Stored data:
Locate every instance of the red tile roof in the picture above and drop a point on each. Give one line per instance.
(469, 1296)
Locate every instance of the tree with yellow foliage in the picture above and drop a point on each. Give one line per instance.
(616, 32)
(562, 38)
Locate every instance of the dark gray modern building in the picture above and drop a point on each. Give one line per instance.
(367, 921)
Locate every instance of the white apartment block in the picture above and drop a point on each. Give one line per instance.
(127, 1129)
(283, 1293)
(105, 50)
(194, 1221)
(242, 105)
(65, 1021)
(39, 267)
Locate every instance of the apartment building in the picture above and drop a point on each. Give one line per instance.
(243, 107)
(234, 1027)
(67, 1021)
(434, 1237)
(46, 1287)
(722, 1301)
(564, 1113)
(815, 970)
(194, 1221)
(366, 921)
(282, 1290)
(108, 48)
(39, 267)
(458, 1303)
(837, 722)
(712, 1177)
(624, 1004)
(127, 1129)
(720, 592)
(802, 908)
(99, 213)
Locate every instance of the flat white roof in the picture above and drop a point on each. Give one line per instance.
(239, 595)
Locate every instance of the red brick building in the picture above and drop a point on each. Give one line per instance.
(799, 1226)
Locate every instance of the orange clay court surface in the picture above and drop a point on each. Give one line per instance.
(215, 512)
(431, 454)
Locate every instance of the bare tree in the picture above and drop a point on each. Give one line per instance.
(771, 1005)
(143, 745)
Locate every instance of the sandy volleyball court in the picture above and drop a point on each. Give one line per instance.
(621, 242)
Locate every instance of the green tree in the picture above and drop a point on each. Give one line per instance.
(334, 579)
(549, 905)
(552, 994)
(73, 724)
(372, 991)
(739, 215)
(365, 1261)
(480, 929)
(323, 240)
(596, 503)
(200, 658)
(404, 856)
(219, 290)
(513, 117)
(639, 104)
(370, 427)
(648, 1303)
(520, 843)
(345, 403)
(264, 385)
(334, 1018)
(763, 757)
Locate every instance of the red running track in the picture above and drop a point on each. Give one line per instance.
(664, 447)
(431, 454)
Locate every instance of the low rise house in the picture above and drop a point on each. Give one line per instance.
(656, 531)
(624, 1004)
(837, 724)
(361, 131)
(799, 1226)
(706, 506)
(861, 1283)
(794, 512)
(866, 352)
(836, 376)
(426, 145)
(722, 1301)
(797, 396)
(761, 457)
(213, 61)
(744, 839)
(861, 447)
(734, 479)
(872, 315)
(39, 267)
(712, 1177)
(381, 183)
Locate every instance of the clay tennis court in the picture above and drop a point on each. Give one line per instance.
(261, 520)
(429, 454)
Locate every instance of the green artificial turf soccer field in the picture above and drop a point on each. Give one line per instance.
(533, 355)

> [Directions]
Reproduce the stretch of the material from the line containing "Locate every instance of the clay" through the end of the material, requests included. Add 73 to every number in the coordinate answers.

> [Worked answer]
Locate every instance of the clay tennis court in the picture above and drop a point on each. Give one line per instance.
(334, 593)
(502, 527)
Locate every instance of the green artificial turf soccer field in the picture above and drop a point on each. Give one line per instance.
(606, 428)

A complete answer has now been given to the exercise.